GIVEN TASK: Report each line of the items below that contains the word "wheel". Case counts.

DATASET RECORDS:
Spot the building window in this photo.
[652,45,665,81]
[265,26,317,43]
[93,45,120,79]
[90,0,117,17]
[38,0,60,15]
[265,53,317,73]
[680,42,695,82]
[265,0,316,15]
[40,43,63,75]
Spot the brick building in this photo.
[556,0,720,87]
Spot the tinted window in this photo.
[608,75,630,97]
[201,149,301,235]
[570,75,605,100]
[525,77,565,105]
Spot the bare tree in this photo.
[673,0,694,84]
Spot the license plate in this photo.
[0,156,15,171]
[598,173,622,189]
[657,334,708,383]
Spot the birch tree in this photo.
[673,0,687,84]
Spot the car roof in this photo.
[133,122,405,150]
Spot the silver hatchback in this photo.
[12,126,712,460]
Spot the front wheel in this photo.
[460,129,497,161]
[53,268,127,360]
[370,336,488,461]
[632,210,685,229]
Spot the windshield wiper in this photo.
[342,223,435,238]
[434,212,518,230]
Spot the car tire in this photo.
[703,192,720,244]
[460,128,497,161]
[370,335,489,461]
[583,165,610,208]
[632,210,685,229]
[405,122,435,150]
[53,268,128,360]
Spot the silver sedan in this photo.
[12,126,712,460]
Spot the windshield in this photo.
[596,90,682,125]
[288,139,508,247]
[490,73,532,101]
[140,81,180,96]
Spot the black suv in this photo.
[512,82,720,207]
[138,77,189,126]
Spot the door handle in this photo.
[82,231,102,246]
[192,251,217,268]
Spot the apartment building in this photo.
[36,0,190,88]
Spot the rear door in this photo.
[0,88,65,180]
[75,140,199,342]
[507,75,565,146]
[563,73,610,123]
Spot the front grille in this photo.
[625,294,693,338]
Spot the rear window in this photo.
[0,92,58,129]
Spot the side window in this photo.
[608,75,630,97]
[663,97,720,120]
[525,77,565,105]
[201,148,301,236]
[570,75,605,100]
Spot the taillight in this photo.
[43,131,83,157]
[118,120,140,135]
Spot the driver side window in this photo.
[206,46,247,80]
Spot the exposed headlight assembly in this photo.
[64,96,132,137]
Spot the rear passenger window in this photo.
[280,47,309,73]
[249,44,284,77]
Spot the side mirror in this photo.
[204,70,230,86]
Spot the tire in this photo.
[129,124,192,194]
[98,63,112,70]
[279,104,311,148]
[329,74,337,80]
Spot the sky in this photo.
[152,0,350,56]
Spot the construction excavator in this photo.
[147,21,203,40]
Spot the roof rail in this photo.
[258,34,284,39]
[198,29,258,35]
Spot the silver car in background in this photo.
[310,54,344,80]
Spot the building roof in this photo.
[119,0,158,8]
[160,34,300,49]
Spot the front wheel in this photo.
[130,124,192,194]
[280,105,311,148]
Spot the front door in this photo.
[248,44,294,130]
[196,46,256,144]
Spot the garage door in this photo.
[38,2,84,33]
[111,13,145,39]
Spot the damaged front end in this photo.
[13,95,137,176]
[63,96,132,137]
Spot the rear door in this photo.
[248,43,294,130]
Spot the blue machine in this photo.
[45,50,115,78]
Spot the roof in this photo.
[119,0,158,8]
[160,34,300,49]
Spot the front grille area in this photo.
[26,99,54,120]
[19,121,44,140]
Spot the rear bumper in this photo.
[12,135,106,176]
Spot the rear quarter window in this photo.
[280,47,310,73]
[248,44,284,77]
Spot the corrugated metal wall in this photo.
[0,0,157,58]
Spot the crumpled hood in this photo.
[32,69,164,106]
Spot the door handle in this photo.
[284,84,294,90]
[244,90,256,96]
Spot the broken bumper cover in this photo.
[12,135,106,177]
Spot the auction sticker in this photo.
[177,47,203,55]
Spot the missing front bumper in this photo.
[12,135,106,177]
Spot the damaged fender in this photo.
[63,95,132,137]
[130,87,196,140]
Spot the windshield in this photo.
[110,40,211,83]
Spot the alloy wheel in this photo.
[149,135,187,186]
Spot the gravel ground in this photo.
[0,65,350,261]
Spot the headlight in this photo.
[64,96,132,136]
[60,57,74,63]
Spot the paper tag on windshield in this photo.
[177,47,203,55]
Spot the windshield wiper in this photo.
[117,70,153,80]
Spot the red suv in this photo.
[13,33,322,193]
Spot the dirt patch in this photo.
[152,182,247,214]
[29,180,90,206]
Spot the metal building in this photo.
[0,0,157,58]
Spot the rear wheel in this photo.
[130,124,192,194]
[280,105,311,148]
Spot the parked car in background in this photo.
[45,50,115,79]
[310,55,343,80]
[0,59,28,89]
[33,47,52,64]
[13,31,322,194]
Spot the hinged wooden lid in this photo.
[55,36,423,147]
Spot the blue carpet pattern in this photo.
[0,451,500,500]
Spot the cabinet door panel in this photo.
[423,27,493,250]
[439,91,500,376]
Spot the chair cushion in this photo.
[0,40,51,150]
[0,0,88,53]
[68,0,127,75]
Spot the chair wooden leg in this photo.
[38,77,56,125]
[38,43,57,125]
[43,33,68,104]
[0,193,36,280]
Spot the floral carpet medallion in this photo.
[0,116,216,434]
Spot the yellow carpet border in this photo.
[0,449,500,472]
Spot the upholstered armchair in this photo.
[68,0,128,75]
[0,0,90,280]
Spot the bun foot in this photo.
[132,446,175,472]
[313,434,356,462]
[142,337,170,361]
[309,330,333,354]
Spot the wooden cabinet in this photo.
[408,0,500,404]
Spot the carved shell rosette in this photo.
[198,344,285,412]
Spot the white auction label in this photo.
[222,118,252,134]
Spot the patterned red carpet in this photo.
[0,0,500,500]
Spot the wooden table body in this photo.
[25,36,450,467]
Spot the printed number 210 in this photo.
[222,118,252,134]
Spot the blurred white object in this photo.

RESPONSE:
Spot the front wheel in this photo.
Spot the front wheel in this photo.
Spot the alloy wheel in this photo.
Spot the rear wheel in this photo.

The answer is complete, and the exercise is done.